*EXERCISE*
Please copy all the records below, substituting "Draw a box around every" for every occurrence of "Outline every" and keeping everything else the same.
⁂
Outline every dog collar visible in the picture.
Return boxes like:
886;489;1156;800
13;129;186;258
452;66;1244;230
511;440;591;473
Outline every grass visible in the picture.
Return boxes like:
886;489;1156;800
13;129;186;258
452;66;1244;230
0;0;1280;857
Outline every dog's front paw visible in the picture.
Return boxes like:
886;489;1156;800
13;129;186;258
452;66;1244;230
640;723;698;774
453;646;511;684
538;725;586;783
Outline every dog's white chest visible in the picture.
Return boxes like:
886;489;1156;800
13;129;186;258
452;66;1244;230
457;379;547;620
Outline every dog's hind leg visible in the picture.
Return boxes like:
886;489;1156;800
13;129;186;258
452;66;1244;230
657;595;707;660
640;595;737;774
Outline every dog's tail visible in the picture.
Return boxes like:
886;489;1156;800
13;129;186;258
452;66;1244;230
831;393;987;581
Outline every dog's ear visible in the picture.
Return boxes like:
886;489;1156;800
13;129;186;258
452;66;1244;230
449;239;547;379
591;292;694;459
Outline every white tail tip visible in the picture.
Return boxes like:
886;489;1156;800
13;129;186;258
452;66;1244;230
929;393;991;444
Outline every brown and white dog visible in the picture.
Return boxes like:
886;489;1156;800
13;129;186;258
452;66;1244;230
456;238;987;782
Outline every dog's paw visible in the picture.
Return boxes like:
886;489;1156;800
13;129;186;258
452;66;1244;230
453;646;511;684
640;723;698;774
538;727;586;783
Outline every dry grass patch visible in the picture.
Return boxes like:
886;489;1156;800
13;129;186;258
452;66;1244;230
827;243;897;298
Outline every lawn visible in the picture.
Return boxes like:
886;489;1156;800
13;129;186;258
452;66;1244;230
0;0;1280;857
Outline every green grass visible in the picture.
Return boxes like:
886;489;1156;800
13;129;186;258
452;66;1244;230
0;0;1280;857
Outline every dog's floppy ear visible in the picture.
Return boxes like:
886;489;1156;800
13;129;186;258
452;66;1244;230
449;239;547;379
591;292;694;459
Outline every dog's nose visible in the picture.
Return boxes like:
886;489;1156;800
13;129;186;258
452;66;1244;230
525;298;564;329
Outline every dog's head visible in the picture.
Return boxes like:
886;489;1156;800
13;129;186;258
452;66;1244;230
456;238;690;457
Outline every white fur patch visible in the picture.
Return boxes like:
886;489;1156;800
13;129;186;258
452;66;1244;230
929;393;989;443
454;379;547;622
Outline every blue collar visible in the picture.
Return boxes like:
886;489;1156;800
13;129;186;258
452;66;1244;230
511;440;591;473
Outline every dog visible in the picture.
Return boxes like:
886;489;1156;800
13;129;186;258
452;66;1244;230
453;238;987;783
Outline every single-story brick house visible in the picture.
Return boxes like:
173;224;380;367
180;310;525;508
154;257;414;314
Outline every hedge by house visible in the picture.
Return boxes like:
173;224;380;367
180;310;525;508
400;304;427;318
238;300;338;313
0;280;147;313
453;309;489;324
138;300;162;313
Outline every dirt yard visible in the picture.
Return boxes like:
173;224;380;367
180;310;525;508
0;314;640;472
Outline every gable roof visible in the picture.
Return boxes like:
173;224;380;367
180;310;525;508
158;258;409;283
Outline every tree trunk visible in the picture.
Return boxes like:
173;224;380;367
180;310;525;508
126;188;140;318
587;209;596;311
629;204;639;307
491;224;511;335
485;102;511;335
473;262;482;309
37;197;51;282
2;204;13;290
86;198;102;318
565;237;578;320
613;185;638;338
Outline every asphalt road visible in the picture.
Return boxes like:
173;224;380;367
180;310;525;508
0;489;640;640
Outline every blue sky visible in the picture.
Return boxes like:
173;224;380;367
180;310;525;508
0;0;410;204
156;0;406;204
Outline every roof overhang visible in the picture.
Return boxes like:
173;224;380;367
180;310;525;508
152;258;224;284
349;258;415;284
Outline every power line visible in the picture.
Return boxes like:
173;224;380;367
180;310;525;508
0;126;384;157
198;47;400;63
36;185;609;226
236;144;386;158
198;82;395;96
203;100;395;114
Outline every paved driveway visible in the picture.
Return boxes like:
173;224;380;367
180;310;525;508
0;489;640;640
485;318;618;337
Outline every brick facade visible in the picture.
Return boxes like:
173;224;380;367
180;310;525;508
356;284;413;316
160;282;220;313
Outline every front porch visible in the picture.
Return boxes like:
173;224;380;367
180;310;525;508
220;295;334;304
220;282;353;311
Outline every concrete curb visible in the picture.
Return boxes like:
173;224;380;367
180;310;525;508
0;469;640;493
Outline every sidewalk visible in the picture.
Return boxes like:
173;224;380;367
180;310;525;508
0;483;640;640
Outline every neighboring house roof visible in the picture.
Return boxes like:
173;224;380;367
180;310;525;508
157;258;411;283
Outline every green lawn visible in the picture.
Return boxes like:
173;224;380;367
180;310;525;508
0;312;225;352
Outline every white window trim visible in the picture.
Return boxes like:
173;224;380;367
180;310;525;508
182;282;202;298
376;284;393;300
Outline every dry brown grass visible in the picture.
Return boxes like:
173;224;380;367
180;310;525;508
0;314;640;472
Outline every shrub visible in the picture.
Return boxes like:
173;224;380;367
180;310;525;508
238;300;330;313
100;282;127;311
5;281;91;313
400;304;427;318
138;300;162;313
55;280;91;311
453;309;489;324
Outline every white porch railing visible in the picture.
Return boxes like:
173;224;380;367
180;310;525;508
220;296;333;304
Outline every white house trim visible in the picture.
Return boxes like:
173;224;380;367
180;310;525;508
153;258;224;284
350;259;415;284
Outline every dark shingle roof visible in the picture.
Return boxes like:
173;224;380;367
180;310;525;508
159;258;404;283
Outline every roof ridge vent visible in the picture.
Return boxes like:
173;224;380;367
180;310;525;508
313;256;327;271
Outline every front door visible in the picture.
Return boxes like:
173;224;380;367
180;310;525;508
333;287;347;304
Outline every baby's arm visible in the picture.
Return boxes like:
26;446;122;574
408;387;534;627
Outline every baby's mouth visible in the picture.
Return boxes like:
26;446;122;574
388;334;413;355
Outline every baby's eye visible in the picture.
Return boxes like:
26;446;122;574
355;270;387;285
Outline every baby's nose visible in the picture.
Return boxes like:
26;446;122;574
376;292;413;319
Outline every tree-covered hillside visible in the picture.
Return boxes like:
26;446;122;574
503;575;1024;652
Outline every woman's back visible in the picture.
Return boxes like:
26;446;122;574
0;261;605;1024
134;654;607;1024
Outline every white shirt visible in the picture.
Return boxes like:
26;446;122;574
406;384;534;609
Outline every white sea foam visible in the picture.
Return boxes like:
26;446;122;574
⁂
*TASK SOLUTION*
Draw a box around every dog collar visible in the picture.
Return boxes like:
886;489;1156;800
13;129;186;258
452;66;1244;230
511;440;591;473
Draw a box around every grass visible in the picture.
Return boxes like:
886;489;1156;800
13;129;186;258
452;66;1244;230
0;0;1280;857
Draw a box around every dog's front paw visible in the picture.
Return boxes like:
886;489;1156;800
13;129;186;258
452;66;1244;230
640;723;698;774
453;646;511;684
538;725;586;783
Draw a box around every dog's white chest visible in the picture.
Return boxes like:
886;489;1156;800
13;129;186;258
452;66;1244;230
457;379;547;620
Draw a box around every dog's hind leg visible in the picture.
Return boxes like:
886;489;1156;800
13;129;186;258
452;66;1244;230
657;595;707;660
640;595;737;774
Draw a box around every dog's tail visible in the picture.
Return boxes like:
886;489;1156;800
13;129;186;258
452;66;1244;230
831;393;987;581
Draw a box around every dog's ear visible in the picture.
Return boxes like:
886;489;1156;800
13;129;186;258
452;66;1244;230
449;239;547;379
591;292;694;459
Draw a box around every white tail tip visible in the picture.
Return boxes like:
886;489;1156;800
13;129;186;258
452;66;1244;230
929;393;991;444
Draw a box around every brown and white dog visible in the picture.
Return boxes like:
886;489;1156;800
13;129;186;258
452;66;1244;230
456;238;987;782
Draw a box around every dog's paw visible in the picture.
Return boxes like:
886;489;1156;800
13;129;186;258
452;66;1244;230
453;646;511;684
640;723;698;774
538;727;586;783
Draw a box around every dry grass patch visible in the picture.
Return boxes like:
886;489;1156;800
13;129;186;258
452;66;1244;230
827;243;897;298
Draw a box around every lawn visible in the picture.
Return boxes like:
886;489;1156;800
13;129;186;258
452;66;1244;230
0;0;1280;857
Draw a box around every green grass visible in the picture.
Return boxes like:
886;489;1156;800
13;129;186;258
452;66;1244;230
0;0;1280;857
Draw a box around every dog's floppy ear visible in the picture.
Return boxes like:
886;489;1156;800
13;129;186;258
452;66;1244;230
449;239;547;379
591;292;694;459
Draw a box around every dog's nose visible in the picture.
Return boxes like:
886;489;1156;800
13;129;186;258
452;66;1244;230
525;298;564;329
Draw a box around every dog's head visible in the picture.
Return boxes like:
886;489;1156;800
13;129;186;258
452;66;1244;230
456;238;690;457
Draw a box around every white fur patch visible in the picture.
Return boxes like:
886;489;1156;800
13;129;186;258
452;66;1244;230
929;393;989;443
454;379;547;622
Draw a box around every blue collar visible in the picture.
Return boxes like:
886;489;1156;800
13;129;186;258
452;66;1244;230
511;440;591;473
Draw a box around every dog visible in the picture.
Return boxes like:
886;489;1156;800
13;129;186;258
452;66;1244;230
453;238;987;783
Draw a box around every single-story brick house visible in the picture.
Return boxes like:
173;224;380;367
180;310;525;508
154;257;414;314
Draw a box around every hedge by house visible in the picture.
Return boxes like:
173;224;380;367
180;310;525;508
400;304;427;318
238;300;338;313
0;280;147;313
453;309;489;324
138;300;162;313
Draw a box around every dirt yard visible in the picture.
Return boxes like:
173;224;380;367
180;310;525;508
0;314;640;472
Draw a box around every gable roof visible in the picture.
Return boxes like:
173;224;380;367
180;310;525;508
158;258;409;283
Draw a box around every tree trunk visible in the picture.
Return boxes like:
173;224;380;367
180;310;525;508
126;188;140;318
587;209;596;311
629;204;639;307
491;224;511;335
485;102;511;335
473;262;482;309
37;197;51;282
2;204;13;290
86;198;102;318
565;237;578;320
613;185;638;338
Draw a box around every asphalt road visible in the picture.
Return boxes like:
173;224;380;367
180;310;525;508
0;489;640;640
Draw a box around every blue sky visible in the picture.
Return boxes like:
173;224;380;367
180;310;525;508
0;0;410;204
156;0;406;204
Draw a box around every roof overhang visible in the picture.
Return boxes like:
173;224;380;367
180;310;525;508
152;258;224;284
349;258;415;284
Draw a box around every power line visible in the picture.
Return boxes like:
173;224;380;367
180;310;525;508
0;126;384;157
198;47;400;63
36;185;609;226
236;144;386;158
198;82;395;96
203;100;395;114
Draw a box around every paved driveway visible in the picture.
Return boxes like:
173;224;380;367
180;310;525;508
0;489;640;640
485;318;618;337
Draw a box around every brick facade visible in the picture.
Return boxes like:
173;224;380;367
180;310;525;508
356;284;413;316
160;282;220;313
Draw a box around every front porch visible in the picture.
Return boxes like:
173;224;380;367
180;310;525;508
220;295;334;304
220;282;353;311
Draw a box around every concrete curb visible in the picture.
Return boxes like:
173;224;380;367
180;310;525;508
0;469;640;493
Draw a box around every sidewalk visible in the picture.
Return boxes like:
173;224;380;367
180;310;525;508
0;483;640;640
Draw a box around every neighboring house roof visible in the picture.
Return boxes like:
173;224;380;367
180;310;525;508
157;258;411;283
Draw a box around every green lawn visible in the picture.
Return boxes like:
173;224;380;367
180;310;525;508
0;312;225;352
Draw a box around every white window trim visible in the picture.
Return boxes like:
173;224;380;367
180;310;525;508
182;282;202;298
376;284;393;300
Draw a box around every dry brown grass visible in the picture.
Return boxes like:
173;224;380;367
180;310;525;508
0;314;640;472
Draw a box around every shrub visible in the picture.
Return boxes like:
173;224;380;367
180;310;525;508
238;300;330;313
100;282;127;311
5;281;91;313
400;304;427;318
138;300;162;313
55;280;91;311
453;309;489;324
Draw a box around every white porch railing visible in the picture.
Return boxes like:
173;224;380;367
180;310;525;508
220;296;333;304
Draw a box around every white house trim visible in the picture.
Return boxes like:
173;224;380;367
180;310;525;508
153;258;224;284
350;259;415;284
Draw a box around every dark shingle roof visible in the picture.
Return boxes like:
173;224;380;367
180;310;525;508
159;258;404;283
Draw a box around every roof ridge vent visible in the picture.
Return boxes like:
173;224;380;367
180;310;525;508
313;256;327;271
Draw a box around every front door visible in the picture.
Return boxes like:
173;224;380;367
180;310;525;508
333;287;347;304
Draw a box around every baby's arm visible in the picture.
Return boxes like:
26;446;122;574
408;387;534;627
Draw a box around every baby's mouth visible in the picture.
Return boxes like:
26;446;122;574
388;334;413;355
Draw a box around every baby's eye visible in the picture.
Return boxes like:
26;446;122;574
355;270;387;285
Draw a box around every baby's nose visible in the picture.
Return boxes like:
26;446;122;574
376;292;413;319
Draw a box around every tree-covered hillside visible in the picture.
Return boxes like:
26;446;122;574
503;575;1024;652
Draw a box around every woman's back visible in the picture.
Return boxes like:
26;446;122;574
0;261;605;1024
134;654;607;1024
Draw a box around every white shirt visible in the picture.
Return boxes like:
26;446;122;574
406;384;534;609
Draw a box around every white sea foam visible in the picture.
Return boxes like:
26;446;122;574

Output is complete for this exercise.